- **EXERCISE DETAILS**:
Every record must be repeated exactly; omit any pictures they contain.

----- EXTRACTED ENTRIES -----

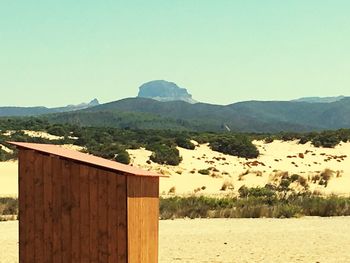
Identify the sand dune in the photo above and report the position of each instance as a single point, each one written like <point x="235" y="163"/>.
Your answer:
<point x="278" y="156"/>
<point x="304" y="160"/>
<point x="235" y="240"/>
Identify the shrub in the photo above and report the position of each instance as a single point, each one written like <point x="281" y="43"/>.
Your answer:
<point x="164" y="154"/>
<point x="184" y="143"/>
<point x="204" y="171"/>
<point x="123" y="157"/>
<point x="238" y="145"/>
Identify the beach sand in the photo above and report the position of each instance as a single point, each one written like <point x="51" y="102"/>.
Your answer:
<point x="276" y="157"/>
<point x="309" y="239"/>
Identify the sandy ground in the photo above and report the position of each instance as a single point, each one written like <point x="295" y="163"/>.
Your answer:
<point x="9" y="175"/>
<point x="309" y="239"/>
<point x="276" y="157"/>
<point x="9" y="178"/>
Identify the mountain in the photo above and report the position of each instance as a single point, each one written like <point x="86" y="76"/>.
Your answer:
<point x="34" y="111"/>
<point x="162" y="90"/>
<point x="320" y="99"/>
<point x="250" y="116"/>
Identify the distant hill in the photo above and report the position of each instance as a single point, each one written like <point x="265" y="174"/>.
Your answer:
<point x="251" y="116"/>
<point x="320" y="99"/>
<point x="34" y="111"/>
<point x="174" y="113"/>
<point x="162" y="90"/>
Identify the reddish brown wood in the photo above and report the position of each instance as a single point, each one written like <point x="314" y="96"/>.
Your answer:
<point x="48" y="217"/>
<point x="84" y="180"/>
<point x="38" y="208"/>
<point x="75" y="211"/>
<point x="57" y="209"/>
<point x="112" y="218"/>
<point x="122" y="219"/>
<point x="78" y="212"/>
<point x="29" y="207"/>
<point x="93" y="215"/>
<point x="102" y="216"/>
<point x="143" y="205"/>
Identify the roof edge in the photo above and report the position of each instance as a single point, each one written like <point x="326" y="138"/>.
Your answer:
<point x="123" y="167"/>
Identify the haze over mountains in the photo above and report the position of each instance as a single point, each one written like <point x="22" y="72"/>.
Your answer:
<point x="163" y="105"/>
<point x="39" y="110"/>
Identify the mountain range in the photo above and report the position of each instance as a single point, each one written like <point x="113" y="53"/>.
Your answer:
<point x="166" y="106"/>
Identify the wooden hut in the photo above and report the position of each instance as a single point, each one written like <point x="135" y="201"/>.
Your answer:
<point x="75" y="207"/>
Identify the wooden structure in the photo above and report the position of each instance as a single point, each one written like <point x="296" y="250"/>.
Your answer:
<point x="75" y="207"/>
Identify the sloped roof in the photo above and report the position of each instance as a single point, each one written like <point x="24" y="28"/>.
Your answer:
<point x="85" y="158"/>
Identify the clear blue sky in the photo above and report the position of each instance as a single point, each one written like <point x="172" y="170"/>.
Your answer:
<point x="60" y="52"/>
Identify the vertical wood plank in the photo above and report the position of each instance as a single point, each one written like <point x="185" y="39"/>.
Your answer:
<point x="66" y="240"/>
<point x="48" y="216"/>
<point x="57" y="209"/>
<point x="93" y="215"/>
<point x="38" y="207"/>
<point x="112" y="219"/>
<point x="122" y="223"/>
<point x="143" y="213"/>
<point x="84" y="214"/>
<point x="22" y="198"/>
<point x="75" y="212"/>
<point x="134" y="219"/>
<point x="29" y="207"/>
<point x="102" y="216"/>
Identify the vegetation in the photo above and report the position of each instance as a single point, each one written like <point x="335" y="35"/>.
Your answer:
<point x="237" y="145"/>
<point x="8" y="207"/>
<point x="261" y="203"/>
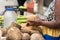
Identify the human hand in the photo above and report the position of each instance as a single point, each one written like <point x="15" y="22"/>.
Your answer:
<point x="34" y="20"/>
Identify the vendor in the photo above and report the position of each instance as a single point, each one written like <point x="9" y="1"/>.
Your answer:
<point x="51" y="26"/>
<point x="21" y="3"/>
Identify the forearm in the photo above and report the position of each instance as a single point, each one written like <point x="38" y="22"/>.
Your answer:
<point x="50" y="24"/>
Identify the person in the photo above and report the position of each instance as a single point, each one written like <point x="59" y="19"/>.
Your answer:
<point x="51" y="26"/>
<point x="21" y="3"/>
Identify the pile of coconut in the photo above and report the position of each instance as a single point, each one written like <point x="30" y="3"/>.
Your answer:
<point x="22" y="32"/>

-----

- **EXERCISE OUTPUT**:
Identify the sand dune in the photo above and report the position of each instance as a single point, each one written like <point x="235" y="163"/>.
Your answer:
<point x="278" y="156"/>
<point x="304" y="160"/>
<point x="235" y="240"/>
Identify the shrub in the photo above and report the position of each instance as a single point, each one written like <point x="281" y="43"/>.
Your answer:
<point x="164" y="154"/>
<point x="184" y="143"/>
<point x="204" y="171"/>
<point x="123" y="157"/>
<point x="238" y="145"/>
Identify the beach sand in the photo above and report the position of each instance as a single point, each one written like <point x="51" y="102"/>.
Your answer:
<point x="276" y="157"/>
<point x="309" y="239"/>
Identify the sandy ground in the photo above and report the position of each instance as a single point, each one written like <point x="295" y="163"/>.
Your answer:
<point x="9" y="175"/>
<point x="309" y="239"/>
<point x="276" y="157"/>
<point x="9" y="178"/>
Identify the mountain in the photo above and report the position of each instance as a single point, each one written like <point x="86" y="76"/>.
Your answer:
<point x="34" y="111"/>
<point x="162" y="90"/>
<point x="320" y="99"/>
<point x="250" y="116"/>
Identify the distant hill in the photo above and report the position of each instance as a single point, each one written like <point x="265" y="174"/>.
Your answer:
<point x="251" y="116"/>
<point x="320" y="99"/>
<point x="34" y="111"/>
<point x="174" y="113"/>
<point x="162" y="90"/>
Identify the reddish brown wood in the photo above and report the position of each instance as a single point, each one written like <point x="314" y="96"/>.
Your answer:
<point x="48" y="217"/>
<point x="84" y="180"/>
<point x="38" y="208"/>
<point x="75" y="211"/>
<point x="57" y="209"/>
<point x="112" y="218"/>
<point x="122" y="219"/>
<point x="78" y="212"/>
<point x="29" y="207"/>
<point x="93" y="215"/>
<point x="102" y="216"/>
<point x="143" y="205"/>
Identify the roof edge in the photo above and report the position of each instance as a single point, each one written like <point x="326" y="138"/>.
Your answer:
<point x="123" y="167"/>
Identify the haze over mountains in the photo above and report the position of each instance as a single point, each one written like <point x="22" y="72"/>.
Your answer:
<point x="163" y="105"/>
<point x="39" y="110"/>
Identify the mountain range in the photo above and report the position of each instance as a single point, each one written like <point x="113" y="53"/>.
Your answer:
<point x="166" y="106"/>
Identify the wooden hut in the photo above and report the position of each instance as a single point, each one written like <point x="135" y="201"/>.
Your answer:
<point x="75" y="207"/>
Identify the wooden structure in the photo above and report the position of each instance as a single point, each one written like <point x="296" y="250"/>.
Your answer:
<point x="75" y="207"/>
Identify the sloped roof in the photo above and report the position of each instance as a single point, each one written like <point x="24" y="28"/>.
Your answer:
<point x="85" y="158"/>
Identify the clear blue sky in the photo above and report the position of each instance as a single point, each one written like <point x="172" y="170"/>.
Your answer:
<point x="60" y="52"/>
Identify the vertical wood plank in the photo above and report the position of each instance as a single point, each one written like <point x="185" y="39"/>.
Your answer:
<point x="66" y="240"/>
<point x="48" y="216"/>
<point x="57" y="209"/>
<point x="93" y="215"/>
<point x="38" y="207"/>
<point x="112" y="219"/>
<point x="122" y="223"/>
<point x="143" y="213"/>
<point x="84" y="214"/>
<point x="22" y="198"/>
<point x="75" y="212"/>
<point x="134" y="219"/>
<point x="29" y="207"/>
<point x="102" y="216"/>
Identify the vegetation in the photo above and report the position of each instance as a single point, each one written like <point x="335" y="35"/>.
Your answer:
<point x="237" y="145"/>
<point x="8" y="207"/>
<point x="261" y="203"/>
Identify the human hand in the photo above and report the position of each instance as a single point, each one written like <point x="15" y="22"/>.
Your answer:
<point x="34" y="20"/>
Identify the vendor in the photo above and report the position of each instance as a single point, each one written like <point x="9" y="1"/>.
Your answer:
<point x="51" y="26"/>
<point x="21" y="3"/>
Identify the forearm in the photo above and report the position of each instance as a single point, each one written like <point x="38" y="22"/>.
Your answer:
<point x="50" y="24"/>
Identify the person in the photo above and report the position of each instance as a single point, each one written like <point x="59" y="19"/>.
Your answer:
<point x="51" y="26"/>
<point x="21" y="3"/>
Identify the pile of coconut in the photo above and report the position of each instance as a single point, each one written like <point x="30" y="3"/>.
Your answer:
<point x="22" y="32"/>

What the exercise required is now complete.